─── Records provided ───

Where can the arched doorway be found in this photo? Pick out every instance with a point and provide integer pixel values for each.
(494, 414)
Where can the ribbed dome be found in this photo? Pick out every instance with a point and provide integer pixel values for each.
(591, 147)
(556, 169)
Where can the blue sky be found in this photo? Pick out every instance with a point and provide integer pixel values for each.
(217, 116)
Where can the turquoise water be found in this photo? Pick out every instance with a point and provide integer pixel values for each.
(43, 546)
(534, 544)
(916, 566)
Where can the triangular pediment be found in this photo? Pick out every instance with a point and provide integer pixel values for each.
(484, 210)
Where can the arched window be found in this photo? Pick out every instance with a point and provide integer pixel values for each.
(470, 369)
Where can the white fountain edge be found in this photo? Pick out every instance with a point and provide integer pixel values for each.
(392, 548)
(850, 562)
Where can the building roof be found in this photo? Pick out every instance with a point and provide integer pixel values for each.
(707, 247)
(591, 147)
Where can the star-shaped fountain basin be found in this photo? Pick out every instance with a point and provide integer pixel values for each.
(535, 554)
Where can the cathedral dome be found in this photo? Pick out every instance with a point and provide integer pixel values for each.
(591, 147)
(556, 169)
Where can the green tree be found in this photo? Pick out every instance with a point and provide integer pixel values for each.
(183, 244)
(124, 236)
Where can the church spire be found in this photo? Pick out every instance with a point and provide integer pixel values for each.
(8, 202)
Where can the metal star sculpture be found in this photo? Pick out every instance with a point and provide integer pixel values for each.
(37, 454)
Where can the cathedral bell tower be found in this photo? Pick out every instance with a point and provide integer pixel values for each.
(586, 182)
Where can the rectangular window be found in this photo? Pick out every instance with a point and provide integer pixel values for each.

───

Write out the entire listing exactly.

### Output for this exercise
Where can the arched doorway be found in this photo? Pick out every instance with a point and provide integer pixel values for each.
(494, 414)
Where can the ribbed dome be found in this photo? Pick out every instance with a point and provide integer pixel values for each.
(591, 147)
(556, 169)
Where can the blue sky be found in this photo? Pick out every instance with a point and provide integer pixel values for each.
(217, 116)
Where can the turquoise water be found in this photo? Pick out every instance with a point and provide integer pixel values for each.
(43, 546)
(534, 544)
(916, 566)
Where can the triangular pediment be found in this photo? Pick out every instance with a point and provide integer pixel values for each.
(484, 210)
Where can the arched window be found in this photo? Pick out every instance with a point and provide integer pixel values for each.
(470, 369)
Where can the white fountain edge be found in this photo? Pick out every instance with a point and provide integer pixel values for each.
(392, 548)
(850, 562)
Where can the building roof be found in this photo? Pick out every instance with a point and provide integer pixel values for each.
(707, 247)
(591, 147)
Where can the star-shaped fountain basin be found in this photo? Pick out every instance with a point and provide integer pixel values for each.
(535, 554)
Where can the cathedral dome be found in this photo? Pick out every instance with a point and provide integer pixel values for each.
(591, 147)
(556, 169)
Where can the green tree be found in this photo? Pick out every instance with a point and provide integer pixel values for each.
(183, 244)
(124, 236)
Where can the church spire be found in this photo? Pick out every instance with a point and provide integer pixel values for each.
(8, 202)
Where can the metal star sculpture be found in this photo? Pick out every instance with a point and provide integer pixel values for each.
(37, 454)
Where can the cathedral bell tower be found in this photo? Pick out every instance with a point and provide integer pixel values for each.
(586, 182)
Where can the rectangular window be found in this photo? Pick out every instance with a point and provide integer pixel values for each.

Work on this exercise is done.